MATERIAL FOR THIS TASK

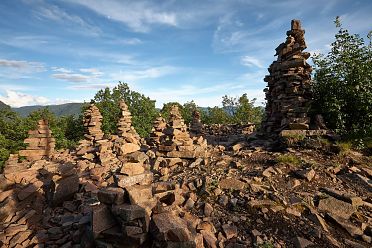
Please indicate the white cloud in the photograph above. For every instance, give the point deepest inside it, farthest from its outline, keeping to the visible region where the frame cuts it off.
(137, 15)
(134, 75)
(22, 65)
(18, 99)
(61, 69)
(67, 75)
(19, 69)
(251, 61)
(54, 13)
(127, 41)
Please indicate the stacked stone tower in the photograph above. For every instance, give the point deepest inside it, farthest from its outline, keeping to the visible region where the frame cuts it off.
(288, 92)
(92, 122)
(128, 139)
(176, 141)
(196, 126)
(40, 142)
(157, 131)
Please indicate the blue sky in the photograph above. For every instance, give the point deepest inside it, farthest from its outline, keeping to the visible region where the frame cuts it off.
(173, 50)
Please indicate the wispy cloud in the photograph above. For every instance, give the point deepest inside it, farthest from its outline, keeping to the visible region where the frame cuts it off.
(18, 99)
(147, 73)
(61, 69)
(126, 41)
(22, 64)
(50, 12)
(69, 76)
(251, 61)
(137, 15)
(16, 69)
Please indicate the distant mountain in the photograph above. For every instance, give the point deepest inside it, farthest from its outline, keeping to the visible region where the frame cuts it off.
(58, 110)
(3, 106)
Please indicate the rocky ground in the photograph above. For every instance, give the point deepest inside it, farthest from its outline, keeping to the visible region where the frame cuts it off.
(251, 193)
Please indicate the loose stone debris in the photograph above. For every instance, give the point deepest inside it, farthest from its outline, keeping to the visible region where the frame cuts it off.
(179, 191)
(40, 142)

YOUR GOAL
Each entry above is to be restated exactly, without its images.

WRITTEN SOLUTION
Please indicate the white cloud in the photograph above. For every instance, give the point deepest inside it, farthest from its outline, keeping to the visible region where the frame cuts it off.
(137, 15)
(134, 75)
(22, 65)
(18, 99)
(61, 69)
(67, 75)
(19, 69)
(251, 61)
(54, 13)
(127, 41)
Please indicate the stacked stone tower in the photograph above. For every instance, give the point deepest inside it, farthest from its outline, keeping to the visible region where the frame cuts it off.
(288, 92)
(92, 122)
(128, 139)
(176, 141)
(196, 126)
(40, 142)
(157, 131)
Please indicate the blue sky in the photograph above. For every instance, give the point deepest inside it, farthest from its outline, keeping to the visible region where the frame cuts it off.
(173, 50)
Please indicate the wispy cloud in the photograph above. For every instance, give the point deepest inside it, farthest from its outline, keeping to the visible region where the frame cuts it off.
(18, 99)
(147, 73)
(61, 69)
(126, 41)
(22, 64)
(50, 12)
(69, 76)
(251, 61)
(137, 15)
(16, 69)
Please indicate the distant mountain in the photograph above. For every instance, give the point deepest inside it, farthest from its outline, keeping to the visible region where the frame cuts it off.
(58, 110)
(3, 106)
Please indicate the rocky ground in the photograph above. For every instance, give the point deepest inside it, farthest from its outline, keeping to the visible region where the frame cuts it off.
(251, 193)
Please indicate the loose stone debris in the photograph above. For every instance, give the point deepest inside it, farthest from its outline, keeping to the visible region where the frame cuts it off.
(179, 191)
(40, 142)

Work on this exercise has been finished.